## Text shown:
>> START
But the long, uneasy trade relationship soured badly in recent years. The Trump administration accused China of unfair trade policies and claimed that the mobile giant Huawei was stealing technology from Western rivals. At the start of this year, China Telecom, China Unicom and China Mobile were delisted by the N.Y.S.E. to comply with an executive order that barred Americans from investing in companies with ties to the Chinese military.

At the same time, U.S. regulators have grown increasingly worried about methods Chinese companies use to list themselves in the United States.

Chinese law largely forbids foreign investors to own shares of Chinese companies in certain sensitive industries, so many instead use variable interest entities — essentially shell companies, often set up in places like the Cayman Islands. Investors buy a piece of those shell companies through what are known as American depositary receipts, or A.D.R.s.

Neither American nor Chinese regulators like A.D.R.s. They provide Chinese corporations with a way to evade the intent of Chinese securities laws, while U.S. regulators say they lack transparency for investors. Last week, the Securities and Exchange Commission adopted rules that would require those listed in the United States to further open their books to American accounting firms or get kicked off U.S. exchanges.

“It’s a point on which the U.S. government and China seem to be aligned in that they don’t want them,” said Dan Chace, a portfolio manager at Wasatch Global Investors, a Salt Lake City investment firm. Mr. Chace said his firm had switched to buying listings in Hong Kong earlier this year to “save ourselves the headache of all these questions.”

But avoiding such headaches will mean investing under regulatory systems controlled by Beijing, not Washington.

China has been forceful in its oversight of many companies including Didi, which faced privacy and cybersecurity investigations almost immediately after it went public. Regulators there stopped the company from signing up new users, then ordered it off app stores in a span of two days. Beijing also targeted other U.S.-listed firms for cybersecurity reviews: Full Truck Alliance, whose apps connect freight customers and truck drivers; and Kanzhun, which runs a job-hunting platform called Boss Zhipin.

Daniel Ives, a technology analyst at Wedbush Securities, said Beijing’s stronger hand has been “jaw-dropping.”

“We can’t look an investor in the eye and tell them to own Chinese tech today,” he said. The action taken against Didi, he said, “shows the hazards of investing in China at a time when Beijing is really starting to close in the walls.”
>> END
## Data shown:
>> START
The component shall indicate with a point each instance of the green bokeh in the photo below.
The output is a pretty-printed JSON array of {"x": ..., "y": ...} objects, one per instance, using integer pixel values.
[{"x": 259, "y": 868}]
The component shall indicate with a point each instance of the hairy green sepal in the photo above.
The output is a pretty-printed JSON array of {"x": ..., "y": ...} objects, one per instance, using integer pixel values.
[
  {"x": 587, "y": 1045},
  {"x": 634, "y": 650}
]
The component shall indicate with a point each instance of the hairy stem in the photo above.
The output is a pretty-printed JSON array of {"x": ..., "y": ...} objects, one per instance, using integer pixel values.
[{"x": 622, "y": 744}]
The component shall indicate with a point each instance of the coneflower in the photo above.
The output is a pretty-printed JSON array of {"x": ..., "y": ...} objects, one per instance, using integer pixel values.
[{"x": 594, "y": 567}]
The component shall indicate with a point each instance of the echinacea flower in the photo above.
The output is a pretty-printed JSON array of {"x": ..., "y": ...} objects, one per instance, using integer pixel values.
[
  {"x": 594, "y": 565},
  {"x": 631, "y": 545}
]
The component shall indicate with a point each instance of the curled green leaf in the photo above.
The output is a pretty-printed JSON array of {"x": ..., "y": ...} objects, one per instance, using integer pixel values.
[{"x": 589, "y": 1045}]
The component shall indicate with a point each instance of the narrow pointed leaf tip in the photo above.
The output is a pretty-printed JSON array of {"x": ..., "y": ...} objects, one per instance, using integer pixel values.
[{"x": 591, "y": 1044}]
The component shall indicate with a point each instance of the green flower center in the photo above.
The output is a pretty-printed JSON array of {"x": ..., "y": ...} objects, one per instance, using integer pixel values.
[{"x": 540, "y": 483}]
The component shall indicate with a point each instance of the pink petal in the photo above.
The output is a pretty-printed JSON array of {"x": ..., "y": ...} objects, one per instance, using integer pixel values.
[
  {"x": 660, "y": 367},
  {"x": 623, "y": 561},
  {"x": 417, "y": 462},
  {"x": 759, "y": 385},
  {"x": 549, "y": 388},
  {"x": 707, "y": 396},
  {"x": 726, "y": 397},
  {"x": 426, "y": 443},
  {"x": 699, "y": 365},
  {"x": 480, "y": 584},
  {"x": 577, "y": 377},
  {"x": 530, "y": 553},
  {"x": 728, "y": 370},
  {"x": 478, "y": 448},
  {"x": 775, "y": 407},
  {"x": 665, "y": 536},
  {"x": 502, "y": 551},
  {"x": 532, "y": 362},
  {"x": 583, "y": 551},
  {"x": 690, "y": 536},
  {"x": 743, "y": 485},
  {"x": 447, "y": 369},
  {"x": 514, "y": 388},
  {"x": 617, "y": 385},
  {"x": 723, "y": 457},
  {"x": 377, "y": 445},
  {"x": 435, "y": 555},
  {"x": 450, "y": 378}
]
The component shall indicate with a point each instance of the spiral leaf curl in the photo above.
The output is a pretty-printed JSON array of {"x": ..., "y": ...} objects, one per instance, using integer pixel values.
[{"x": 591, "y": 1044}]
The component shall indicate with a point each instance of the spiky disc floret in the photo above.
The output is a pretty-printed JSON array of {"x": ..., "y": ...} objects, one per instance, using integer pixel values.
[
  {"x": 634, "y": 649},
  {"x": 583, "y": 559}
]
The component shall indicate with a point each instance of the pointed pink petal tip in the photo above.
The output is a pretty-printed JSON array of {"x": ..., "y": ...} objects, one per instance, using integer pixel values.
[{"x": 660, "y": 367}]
>> END
## Set exercise 1:
Which companies does the passage on Chinese listings say Chinese regulators investigated or targeted for cybersecurity reviews? List all of them.
## Set exercise 2:
Shorten the paragraph of the passage on Chinese listings that begins "Neither American nor Chinese regulators" into a short bulleted list that keeps its main facts.
## Set exercise 3:
Decide whether each statement agrees with the passage on Chinese listings. Answer yes or no, and quote the words that decide it.
(a) Wasatch Global Investors switched to buying listings in Shanghai.
(b) Chinese regulators ordered Didi off app stores.
(c) The three delisted telecom companies were removed by the N.Y.S.E.
Please work from the passage on Chinese listings alone, not from the items.

## Right answer 1:
- Didi
- Full Truck Alliance
- Kanzhun

## Right answer 2:
- Regulators in both the U.S. and China dislike A.D.R.s.
- A.D.R.s let Chinese corporations evade the intent of Chinese securities laws.
- U.S. regulators say A.D.R.s lack transparency for investors.
- Last week the Securities and Exchange Commission adopted rules requiring U.S.-listed companies to open their books further to American accounting firms or be removed from U.S. exchanges.

## Right answer 3:
(a) No: "his firm had switched to buying listings in Hong Kong earlier this year"
(b) Yes: "then ordered it off app stores in a span of two days"
(c) Yes: "China Telecom, China Unicom and China Mobile were delisted by the N.Y.S.E."